#### SUPPLIED RECORDS ####
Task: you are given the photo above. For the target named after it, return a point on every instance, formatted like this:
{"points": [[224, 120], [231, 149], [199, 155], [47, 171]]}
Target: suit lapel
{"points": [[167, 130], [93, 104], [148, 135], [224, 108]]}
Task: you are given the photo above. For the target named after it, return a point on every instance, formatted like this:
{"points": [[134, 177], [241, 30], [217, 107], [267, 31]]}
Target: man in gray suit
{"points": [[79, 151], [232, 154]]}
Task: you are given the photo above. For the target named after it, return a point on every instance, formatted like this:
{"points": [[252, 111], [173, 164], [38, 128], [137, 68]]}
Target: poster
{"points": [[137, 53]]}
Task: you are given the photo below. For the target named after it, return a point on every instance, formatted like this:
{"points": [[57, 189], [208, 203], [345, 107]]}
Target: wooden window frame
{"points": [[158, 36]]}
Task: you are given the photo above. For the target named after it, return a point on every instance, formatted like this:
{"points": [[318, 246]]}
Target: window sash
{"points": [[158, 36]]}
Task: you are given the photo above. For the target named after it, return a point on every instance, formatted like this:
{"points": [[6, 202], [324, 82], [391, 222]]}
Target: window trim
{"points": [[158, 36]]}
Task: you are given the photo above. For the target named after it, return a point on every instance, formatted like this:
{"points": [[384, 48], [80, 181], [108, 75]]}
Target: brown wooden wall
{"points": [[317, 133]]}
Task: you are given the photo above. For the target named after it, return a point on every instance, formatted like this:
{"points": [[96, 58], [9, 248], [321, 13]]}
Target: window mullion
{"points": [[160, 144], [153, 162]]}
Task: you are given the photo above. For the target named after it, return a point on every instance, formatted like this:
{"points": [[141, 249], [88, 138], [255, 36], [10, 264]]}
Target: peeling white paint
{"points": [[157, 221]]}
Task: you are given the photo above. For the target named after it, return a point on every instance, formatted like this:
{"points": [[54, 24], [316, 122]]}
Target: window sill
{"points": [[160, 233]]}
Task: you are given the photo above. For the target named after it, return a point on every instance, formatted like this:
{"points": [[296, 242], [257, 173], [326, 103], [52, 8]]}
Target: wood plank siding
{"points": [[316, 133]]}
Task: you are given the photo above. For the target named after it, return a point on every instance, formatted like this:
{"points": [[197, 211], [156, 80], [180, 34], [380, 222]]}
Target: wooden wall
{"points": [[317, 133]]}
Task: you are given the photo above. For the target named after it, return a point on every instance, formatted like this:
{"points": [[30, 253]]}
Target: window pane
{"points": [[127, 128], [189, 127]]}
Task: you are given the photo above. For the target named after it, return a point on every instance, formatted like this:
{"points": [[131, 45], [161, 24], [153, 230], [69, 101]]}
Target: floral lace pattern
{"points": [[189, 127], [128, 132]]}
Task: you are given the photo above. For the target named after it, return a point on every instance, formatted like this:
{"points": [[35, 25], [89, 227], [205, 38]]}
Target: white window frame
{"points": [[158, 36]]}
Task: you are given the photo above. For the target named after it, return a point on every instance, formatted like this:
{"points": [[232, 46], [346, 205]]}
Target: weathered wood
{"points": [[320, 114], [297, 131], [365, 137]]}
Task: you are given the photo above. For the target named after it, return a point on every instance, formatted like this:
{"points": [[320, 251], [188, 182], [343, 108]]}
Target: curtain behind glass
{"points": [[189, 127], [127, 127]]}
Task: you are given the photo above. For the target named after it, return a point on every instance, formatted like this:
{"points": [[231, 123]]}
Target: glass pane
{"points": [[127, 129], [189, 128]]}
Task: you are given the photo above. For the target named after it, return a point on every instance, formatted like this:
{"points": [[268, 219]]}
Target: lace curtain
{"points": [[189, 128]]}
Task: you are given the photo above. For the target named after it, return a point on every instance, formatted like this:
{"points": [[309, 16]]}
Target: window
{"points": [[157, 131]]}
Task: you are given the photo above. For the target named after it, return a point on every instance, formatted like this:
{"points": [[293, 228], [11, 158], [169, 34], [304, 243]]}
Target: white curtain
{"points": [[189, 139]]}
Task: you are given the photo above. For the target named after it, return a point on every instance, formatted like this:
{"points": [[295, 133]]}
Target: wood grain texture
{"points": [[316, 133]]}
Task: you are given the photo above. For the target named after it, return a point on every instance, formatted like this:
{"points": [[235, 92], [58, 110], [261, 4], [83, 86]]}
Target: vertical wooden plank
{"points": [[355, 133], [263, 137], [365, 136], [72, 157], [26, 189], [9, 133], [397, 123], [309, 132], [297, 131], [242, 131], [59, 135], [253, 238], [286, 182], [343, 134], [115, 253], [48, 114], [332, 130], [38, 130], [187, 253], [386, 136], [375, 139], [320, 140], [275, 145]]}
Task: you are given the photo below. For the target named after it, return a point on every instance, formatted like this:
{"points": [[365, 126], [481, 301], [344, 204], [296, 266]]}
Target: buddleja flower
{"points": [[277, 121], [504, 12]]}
####
- [TASK]: Copy the lines above, please. Keep them exact.

- [ANSWER TO THE EXERCISE]:
Task: you are given the photo above. For the target named after it, return a point on every instance, formatted like this:
{"points": [[224, 120], [231, 149], [199, 155], [47, 171]]}
Target: suit lapel
{"points": [[167, 130], [93, 104], [148, 135], [224, 108]]}
Task: you are given the photo above. For the target named after it, return a point on every instance, formatted like this:
{"points": [[134, 177], [241, 30], [217, 107], [267, 31]]}
Target: man in gray suit
{"points": [[79, 151], [232, 154]]}
Task: you are given the photo above. For the target named after it, return a point on every instance, formatted like this:
{"points": [[252, 111], [173, 164], [38, 128], [137, 68]]}
Target: poster
{"points": [[137, 53]]}
Task: you are given the photo below. For the target named after it, return a point on every instance, formatted like this:
{"points": [[57, 189], [208, 203], [345, 107]]}
Target: wooden window frame
{"points": [[158, 36]]}
Task: you are given the photo above. For the target named after it, return a point on every instance, formatted like this:
{"points": [[318, 246]]}
Target: window sash
{"points": [[158, 36]]}
Task: you are given the photo above. For the target named after it, return a point on every instance, formatted like this:
{"points": [[6, 202], [324, 82], [391, 222]]}
Target: window trim
{"points": [[158, 36]]}
Task: you are given the photo above. For the target named after it, return a point on every instance, formatted like this:
{"points": [[384, 48], [80, 181], [108, 75]]}
Target: brown wooden wall
{"points": [[317, 133]]}
Task: you are given the photo above. For the target named after it, return a point on every instance, formatted like this:
{"points": [[96, 58], [9, 248], [321, 13]]}
Target: window mullion
{"points": [[160, 144], [153, 162]]}
Task: you are given the photo above. For the target named after it, return a point on every instance, formatted like this:
{"points": [[141, 249], [88, 138], [255, 36], [10, 264]]}
Target: peeling white paint
{"points": [[157, 221]]}
Task: you are given the photo above. For the target named after it, return a point on every instance, formatted like this:
{"points": [[54, 24], [316, 122]]}
Target: window sill
{"points": [[160, 233]]}
Task: you are given the photo above. For the target named after it, return a point on every instance, formatted like this:
{"points": [[296, 242], [257, 173], [326, 103], [52, 8]]}
Target: wood plank siding
{"points": [[316, 133]]}
Task: you are given the photo above. For the target named after it, return a point on every instance, formatted like this:
{"points": [[197, 211], [156, 80], [180, 34], [380, 222]]}
Target: wooden wall
{"points": [[317, 133]]}
Task: you are given the photo above. For the target named after it, return a point on every instance, formatted like this:
{"points": [[30, 253]]}
Target: window pane
{"points": [[127, 128], [189, 127]]}
Task: you are given the photo above. For the target named after it, return a point on every instance, formatted like this:
{"points": [[131, 45], [161, 24], [153, 230], [69, 101]]}
Target: floral lace pattern
{"points": [[189, 127], [128, 132]]}
Task: you are given the photo above. For the target named after it, return a point on every instance, formatted like this:
{"points": [[35, 25], [89, 227], [205, 38]]}
Target: white window frame
{"points": [[158, 36]]}
Task: you are given the photo above. For the target named after it, return a point on every instance, formatted like this:
{"points": [[232, 46], [346, 205]]}
Target: weathered wood
{"points": [[320, 114], [297, 131], [365, 137]]}
Task: you are given the photo above. For the target named after it, return a point on every instance, formatted like this:
{"points": [[320, 251], [188, 182], [343, 108]]}
Target: curtain behind glass
{"points": [[189, 127], [127, 127]]}
Task: you are given the photo above. For the target named after it, return a point on every instance, formatted like this:
{"points": [[231, 123]]}
Target: glass pane
{"points": [[127, 129], [189, 128]]}
Task: you are given the photo above. For the target named after it, return a point on every instance, formatted like this:
{"points": [[268, 219]]}
Target: lace curtain
{"points": [[189, 128]]}
Task: you are given the photo above. For the target named after it, return a point on every instance, formatted like this:
{"points": [[309, 16]]}
Target: window
{"points": [[157, 131]]}
Task: you are given the photo above. For the target named after it, return a point on every instance, formatted like this:
{"points": [[293, 228], [11, 158], [169, 34], [304, 243]]}
Target: white curtain
{"points": [[189, 139]]}
Task: you are given the photo above. For the target named after it, return a point on every instance, formatted like this:
{"points": [[295, 133]]}
Target: wood grain texture
{"points": [[316, 133]]}
Task: you are given the photo above. For the target named after it, return a point on every instance, formatted like this:
{"points": [[235, 92], [58, 110], [261, 4], [83, 86]]}
Target: vertical wooden plank
{"points": [[355, 133], [263, 137], [365, 136], [72, 157], [26, 189], [9, 133], [397, 123], [309, 132], [297, 131], [242, 131], [59, 135], [253, 238], [286, 182], [343, 134], [115, 253], [48, 114], [332, 130], [38, 130], [187, 253], [386, 136], [375, 139], [320, 140], [275, 145]]}
Task: you are given the photo below. For the target named after it, return a point on every instance, formatted like this:
{"points": [[365, 126], [481, 301], [344, 204], [296, 266]]}
Target: buddleja flower
{"points": [[277, 121], [504, 12]]}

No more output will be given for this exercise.